Provided data ::
---*---

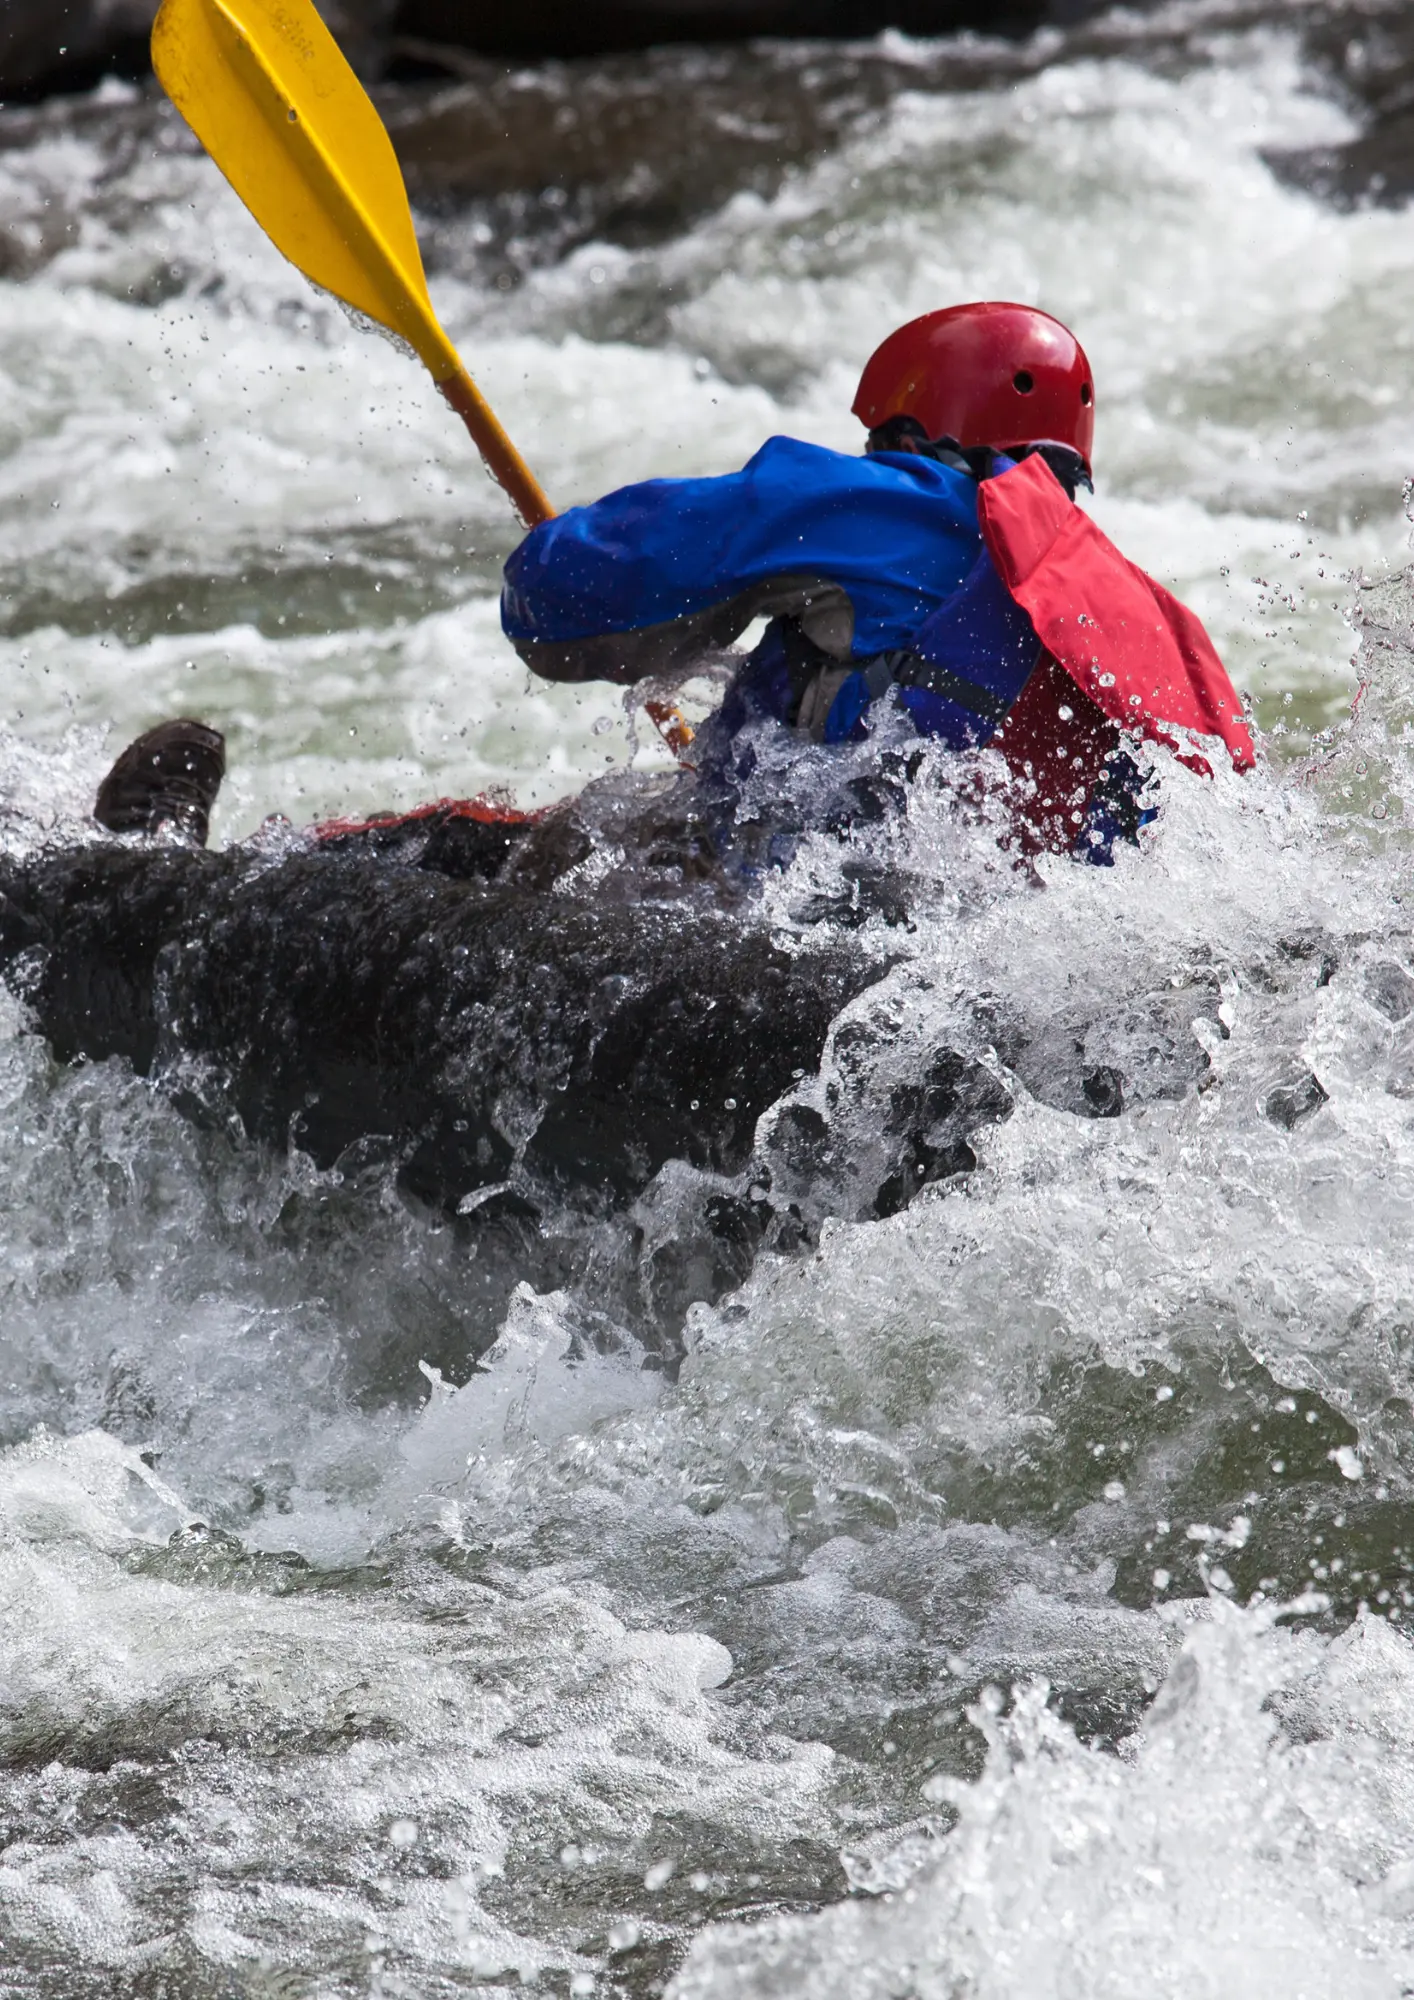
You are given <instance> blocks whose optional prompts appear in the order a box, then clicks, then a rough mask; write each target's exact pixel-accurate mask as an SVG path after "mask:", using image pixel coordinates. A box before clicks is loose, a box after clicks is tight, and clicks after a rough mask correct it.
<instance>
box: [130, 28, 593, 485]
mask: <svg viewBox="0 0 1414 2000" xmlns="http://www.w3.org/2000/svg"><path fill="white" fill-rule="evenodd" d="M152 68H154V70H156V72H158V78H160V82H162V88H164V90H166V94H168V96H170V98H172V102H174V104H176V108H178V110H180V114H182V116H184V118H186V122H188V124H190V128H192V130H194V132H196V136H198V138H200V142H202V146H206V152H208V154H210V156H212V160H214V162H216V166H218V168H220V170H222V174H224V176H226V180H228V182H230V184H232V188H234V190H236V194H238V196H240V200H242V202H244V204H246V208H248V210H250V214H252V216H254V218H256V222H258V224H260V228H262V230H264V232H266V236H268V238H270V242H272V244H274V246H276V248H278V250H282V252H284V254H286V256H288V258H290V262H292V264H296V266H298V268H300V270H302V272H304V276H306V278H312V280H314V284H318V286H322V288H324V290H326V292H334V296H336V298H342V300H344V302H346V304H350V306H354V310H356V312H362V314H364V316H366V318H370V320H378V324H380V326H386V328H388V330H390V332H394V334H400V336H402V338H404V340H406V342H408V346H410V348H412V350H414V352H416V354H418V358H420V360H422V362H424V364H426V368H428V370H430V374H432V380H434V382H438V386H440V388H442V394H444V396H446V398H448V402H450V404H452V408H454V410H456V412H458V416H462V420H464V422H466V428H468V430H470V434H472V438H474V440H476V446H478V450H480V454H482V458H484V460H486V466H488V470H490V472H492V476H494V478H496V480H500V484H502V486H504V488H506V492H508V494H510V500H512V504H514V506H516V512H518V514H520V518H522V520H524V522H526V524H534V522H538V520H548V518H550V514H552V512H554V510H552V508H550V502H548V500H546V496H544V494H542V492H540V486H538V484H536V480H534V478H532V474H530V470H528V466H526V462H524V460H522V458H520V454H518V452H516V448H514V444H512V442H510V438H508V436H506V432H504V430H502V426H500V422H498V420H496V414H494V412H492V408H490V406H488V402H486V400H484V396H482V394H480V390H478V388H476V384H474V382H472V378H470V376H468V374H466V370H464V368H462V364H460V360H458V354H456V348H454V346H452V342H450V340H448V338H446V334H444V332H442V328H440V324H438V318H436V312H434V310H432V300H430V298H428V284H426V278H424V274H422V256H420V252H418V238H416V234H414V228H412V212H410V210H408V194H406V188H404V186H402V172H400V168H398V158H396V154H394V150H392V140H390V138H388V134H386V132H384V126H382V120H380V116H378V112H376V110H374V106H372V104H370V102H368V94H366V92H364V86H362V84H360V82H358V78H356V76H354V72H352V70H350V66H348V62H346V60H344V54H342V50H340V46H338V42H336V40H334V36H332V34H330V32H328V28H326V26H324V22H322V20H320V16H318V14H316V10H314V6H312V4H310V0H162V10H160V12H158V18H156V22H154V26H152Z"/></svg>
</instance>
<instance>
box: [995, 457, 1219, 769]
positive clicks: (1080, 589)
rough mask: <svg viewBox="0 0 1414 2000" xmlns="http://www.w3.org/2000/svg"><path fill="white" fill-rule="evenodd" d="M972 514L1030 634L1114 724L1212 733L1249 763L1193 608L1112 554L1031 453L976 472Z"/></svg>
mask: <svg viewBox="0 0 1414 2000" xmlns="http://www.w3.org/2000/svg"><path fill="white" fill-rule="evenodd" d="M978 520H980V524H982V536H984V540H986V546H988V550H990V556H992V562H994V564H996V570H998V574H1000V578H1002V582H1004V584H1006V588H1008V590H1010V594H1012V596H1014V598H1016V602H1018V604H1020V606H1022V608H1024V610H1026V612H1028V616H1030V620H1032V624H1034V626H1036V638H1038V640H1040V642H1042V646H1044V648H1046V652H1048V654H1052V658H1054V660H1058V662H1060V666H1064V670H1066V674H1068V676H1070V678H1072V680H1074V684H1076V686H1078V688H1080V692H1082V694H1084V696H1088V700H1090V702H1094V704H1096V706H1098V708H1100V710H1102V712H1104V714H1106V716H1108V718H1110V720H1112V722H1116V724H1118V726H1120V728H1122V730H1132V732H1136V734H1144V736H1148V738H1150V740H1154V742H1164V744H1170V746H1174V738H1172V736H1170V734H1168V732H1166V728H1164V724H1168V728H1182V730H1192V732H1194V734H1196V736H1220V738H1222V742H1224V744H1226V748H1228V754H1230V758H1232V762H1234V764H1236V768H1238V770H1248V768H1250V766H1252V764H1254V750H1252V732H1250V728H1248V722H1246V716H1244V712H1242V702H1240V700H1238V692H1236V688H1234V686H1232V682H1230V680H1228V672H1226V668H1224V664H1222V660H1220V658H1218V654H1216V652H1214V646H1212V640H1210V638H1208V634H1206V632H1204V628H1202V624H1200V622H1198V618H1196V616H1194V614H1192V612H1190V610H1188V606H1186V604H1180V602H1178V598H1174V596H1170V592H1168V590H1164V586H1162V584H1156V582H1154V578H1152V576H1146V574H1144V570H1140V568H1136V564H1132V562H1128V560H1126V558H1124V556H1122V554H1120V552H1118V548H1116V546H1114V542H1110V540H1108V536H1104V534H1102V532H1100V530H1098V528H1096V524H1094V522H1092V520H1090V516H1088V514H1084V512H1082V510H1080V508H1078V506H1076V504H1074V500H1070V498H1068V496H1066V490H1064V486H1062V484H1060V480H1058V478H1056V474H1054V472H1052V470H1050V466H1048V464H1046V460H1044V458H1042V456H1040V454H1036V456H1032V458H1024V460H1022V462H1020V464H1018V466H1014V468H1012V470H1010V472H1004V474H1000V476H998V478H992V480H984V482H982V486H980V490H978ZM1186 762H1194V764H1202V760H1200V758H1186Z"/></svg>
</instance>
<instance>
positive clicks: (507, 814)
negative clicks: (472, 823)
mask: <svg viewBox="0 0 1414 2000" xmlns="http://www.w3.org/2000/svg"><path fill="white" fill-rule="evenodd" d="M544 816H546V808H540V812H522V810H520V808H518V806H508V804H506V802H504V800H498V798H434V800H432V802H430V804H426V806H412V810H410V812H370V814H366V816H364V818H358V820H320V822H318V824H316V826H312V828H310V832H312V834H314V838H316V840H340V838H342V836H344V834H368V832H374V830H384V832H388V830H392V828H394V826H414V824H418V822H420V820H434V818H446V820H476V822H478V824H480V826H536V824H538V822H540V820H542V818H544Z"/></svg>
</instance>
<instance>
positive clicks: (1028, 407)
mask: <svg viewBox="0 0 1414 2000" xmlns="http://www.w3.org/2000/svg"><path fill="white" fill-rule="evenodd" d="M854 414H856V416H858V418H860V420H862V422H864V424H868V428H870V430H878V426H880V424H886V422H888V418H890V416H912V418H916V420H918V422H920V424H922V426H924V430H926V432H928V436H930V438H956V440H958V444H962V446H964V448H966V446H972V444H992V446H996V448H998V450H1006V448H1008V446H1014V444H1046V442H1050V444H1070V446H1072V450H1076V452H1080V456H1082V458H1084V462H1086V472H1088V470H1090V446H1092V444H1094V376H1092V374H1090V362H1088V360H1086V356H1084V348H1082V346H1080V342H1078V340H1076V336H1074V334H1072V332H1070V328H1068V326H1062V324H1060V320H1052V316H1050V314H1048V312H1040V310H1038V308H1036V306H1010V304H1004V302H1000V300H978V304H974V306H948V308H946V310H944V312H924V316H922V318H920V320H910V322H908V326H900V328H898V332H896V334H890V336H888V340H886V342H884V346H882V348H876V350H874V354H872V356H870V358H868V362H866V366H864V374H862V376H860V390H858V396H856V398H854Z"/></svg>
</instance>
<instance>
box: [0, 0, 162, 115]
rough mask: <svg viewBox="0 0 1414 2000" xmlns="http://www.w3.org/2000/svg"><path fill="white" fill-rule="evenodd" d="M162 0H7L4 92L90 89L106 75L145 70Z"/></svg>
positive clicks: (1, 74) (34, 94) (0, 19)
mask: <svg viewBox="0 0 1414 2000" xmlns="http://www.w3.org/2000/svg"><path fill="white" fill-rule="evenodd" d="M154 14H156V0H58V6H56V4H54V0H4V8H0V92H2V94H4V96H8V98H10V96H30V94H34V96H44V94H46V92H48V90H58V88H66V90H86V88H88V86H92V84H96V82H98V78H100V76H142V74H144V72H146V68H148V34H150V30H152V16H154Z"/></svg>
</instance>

---*---

Count the lines of the listing that contain the string "positive". Reply with the number only.

Expected answer ::
4